Collected data entries:
=== Section Start ===

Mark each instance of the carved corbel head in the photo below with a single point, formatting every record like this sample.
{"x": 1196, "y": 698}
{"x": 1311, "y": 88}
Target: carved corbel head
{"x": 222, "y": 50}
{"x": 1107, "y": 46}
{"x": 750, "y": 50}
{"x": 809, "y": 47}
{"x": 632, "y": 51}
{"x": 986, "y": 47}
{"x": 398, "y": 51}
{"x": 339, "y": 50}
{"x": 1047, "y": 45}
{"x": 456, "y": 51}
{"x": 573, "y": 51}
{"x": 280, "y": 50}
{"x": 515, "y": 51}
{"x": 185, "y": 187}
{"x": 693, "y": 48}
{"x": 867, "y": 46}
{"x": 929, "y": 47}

=== Section End ===

**What the task requires**
Using the data above, output each line exactly.

**The answer**
Mark each instance of the carved corbel head in the photo below with a single point, formatting every record like this sample.
{"x": 1196, "y": 698}
{"x": 1311, "y": 88}
Target: carved corbel head
{"x": 222, "y": 50}
{"x": 1107, "y": 46}
{"x": 750, "y": 50}
{"x": 809, "y": 47}
{"x": 632, "y": 51}
{"x": 986, "y": 47}
{"x": 398, "y": 51}
{"x": 339, "y": 50}
{"x": 1047, "y": 45}
{"x": 456, "y": 51}
{"x": 573, "y": 51}
{"x": 280, "y": 50}
{"x": 515, "y": 51}
{"x": 185, "y": 187}
{"x": 693, "y": 48}
{"x": 867, "y": 46}
{"x": 929, "y": 47}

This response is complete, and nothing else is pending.